→ **Exercise requirements**:
Return the lines below in which the string "pixel" occurs.

→ **Record excerpts**:
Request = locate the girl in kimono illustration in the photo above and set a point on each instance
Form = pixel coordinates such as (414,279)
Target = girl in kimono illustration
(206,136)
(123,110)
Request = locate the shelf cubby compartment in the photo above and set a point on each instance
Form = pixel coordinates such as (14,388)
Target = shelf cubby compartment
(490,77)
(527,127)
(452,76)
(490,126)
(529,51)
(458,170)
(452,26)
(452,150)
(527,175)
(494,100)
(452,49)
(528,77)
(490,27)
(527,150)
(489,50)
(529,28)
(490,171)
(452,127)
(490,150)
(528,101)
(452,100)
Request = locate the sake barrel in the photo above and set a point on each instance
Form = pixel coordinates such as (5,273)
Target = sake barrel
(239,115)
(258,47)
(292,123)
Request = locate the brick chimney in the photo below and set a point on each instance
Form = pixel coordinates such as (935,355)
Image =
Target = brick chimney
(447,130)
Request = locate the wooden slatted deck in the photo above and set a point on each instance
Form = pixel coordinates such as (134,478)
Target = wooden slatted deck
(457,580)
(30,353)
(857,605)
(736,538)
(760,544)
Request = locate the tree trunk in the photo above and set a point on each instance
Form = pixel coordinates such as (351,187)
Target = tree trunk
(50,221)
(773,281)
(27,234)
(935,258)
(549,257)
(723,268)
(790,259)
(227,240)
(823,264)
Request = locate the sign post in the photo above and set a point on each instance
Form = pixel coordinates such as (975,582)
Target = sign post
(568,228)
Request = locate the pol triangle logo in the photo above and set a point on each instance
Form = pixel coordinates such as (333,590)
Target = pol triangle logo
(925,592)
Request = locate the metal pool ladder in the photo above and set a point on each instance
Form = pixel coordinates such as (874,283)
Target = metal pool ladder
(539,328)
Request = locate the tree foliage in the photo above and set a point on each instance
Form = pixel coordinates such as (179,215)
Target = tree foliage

→ **Result below**:
Form = pixel coordinates such as (414,279)
Form = pixel coordinates such as (14,388)
Form = pixel coordinates such as (5,273)
Form = pixel coordinates such as (935,355)
Form = pixel coordinates such as (134,478)
Form = pixel coordinates such as (351,187)
Form = pixel coordinates such as (975,582)
Form = pixel coordinates such as (333,590)
Form = pixel coordinates such as (874,283)
Form = pixel coordinates such as (179,215)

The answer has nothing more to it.